## Study text
Start of Block

Hazard analysis and safety assurance for the integration of nuclear reactors and thermochemical hydrogen plants

•Heat and chemical hazards are examined for nuclear and H2 system linkage.•Material and energy interactions between nuclear reactor and H2 plant are analyzed.•Safety performance of typical heating fluids is assessed from multiple risk perspectives.•Heat release measures in start-up and shutdown operations are proposed and compared.•Chemical hazards are examined and prevention approaches are proposed.

The challenges and approaches of the safety and risk management for the hydrogen production with nuclear-based thermochemical water splitting have been far from sufficiently examined, as the thermochemical technology is still at a fledgling stage and the linkage of a nuclear reactor with a hydrogen production plant is unprecedented. This paper focuses on the safety issues arising from the interactions between the nuclear heat source and thermochemical hydrogen production cycle, and also between the proximate individual processes in the cycle. As steam is utilized in many thermochemical cycles for the water splitting reaction, and heat must be transferred from the nuclear source to hydrogen production plant, this paper particularly analyzes and quantifies the heat hazard for the dynamic scenarios of start-up and shutdown of the hydrogen production plant. Potential safety impacts on the nuclear reactor are discussed. It is concluded that one of the main challenges of safety and risk management is efficient rejection of heat in a shutdown accident. Several options for the measures to be taken are suggested. Chemical hazards that may propagate to the nuclear plant zone due to the integration to thermochemical hydrogen production cycles are also examined, and hazard prevention approaches are proposed from the aspects of control at the source, control along the path, and control at the nuclear workplace. It is concluded that linking to high temperature electrolysis (HTE) is safer than to other cycles for the minimization of chemical hazards, and most non-redox thermochemical cycles involve corrosive and very toxic gases that may enter the nuclear zone. It is preferable that the thermochemical processes are confined to a closed building and the vent for the building serves as a hazard absorber. Another option is to protect the infrastructure of the nuclear plant from ingress of hazardous gases. It is expected that the newly reported results of the heat and chemical hazard analysis in this paper could help predict potential hazards and take appropriate measures to prevent risks arising from the linkage of different nuclear reactors and thermochemical cycles.

End of Block

## Dataset excerpts
Start of Block

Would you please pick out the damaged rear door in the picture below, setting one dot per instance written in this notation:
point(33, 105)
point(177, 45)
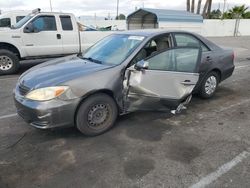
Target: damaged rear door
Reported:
point(162, 81)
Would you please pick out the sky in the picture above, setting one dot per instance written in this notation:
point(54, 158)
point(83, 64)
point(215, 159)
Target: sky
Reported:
point(103, 8)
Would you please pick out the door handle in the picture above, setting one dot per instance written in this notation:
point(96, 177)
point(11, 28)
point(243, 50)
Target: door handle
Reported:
point(209, 58)
point(188, 82)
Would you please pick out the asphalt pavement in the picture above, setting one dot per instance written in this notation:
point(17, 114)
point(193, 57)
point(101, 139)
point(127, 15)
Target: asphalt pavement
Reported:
point(208, 145)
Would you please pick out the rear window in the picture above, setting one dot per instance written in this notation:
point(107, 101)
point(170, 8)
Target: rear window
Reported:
point(66, 23)
point(5, 22)
point(18, 18)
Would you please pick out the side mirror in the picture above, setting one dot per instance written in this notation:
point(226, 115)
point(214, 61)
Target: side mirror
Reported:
point(140, 65)
point(29, 28)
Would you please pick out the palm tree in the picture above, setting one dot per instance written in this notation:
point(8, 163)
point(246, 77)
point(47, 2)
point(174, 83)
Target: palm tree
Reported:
point(188, 5)
point(207, 9)
point(192, 6)
point(238, 12)
point(198, 7)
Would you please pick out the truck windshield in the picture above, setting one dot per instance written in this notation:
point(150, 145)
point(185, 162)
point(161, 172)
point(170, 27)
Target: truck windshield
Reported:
point(22, 22)
point(5, 22)
point(114, 49)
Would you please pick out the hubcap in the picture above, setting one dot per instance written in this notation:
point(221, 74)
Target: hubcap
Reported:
point(5, 63)
point(98, 115)
point(210, 85)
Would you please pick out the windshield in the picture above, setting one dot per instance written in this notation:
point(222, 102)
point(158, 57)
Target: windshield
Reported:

End of Block

Answer these about the text on nuclear-hydrogen hazards:
1. For which two operations of the hydrogen production plant is the heat hazard analyzed and quantified?
2. Linking to which process is concluded to be safer than linking to other cycles for minimizing chemical hazards?
3. From which three aspects are hazard prevention approaches proposed?
The lines are separate material with no connection to the text on nuclear-hydrogen hazards.

1. Start-up and shutdown.
2. High temperature electrolysis (HTE).
3. Control at the source, control along the path, and control at the nuclear workplace.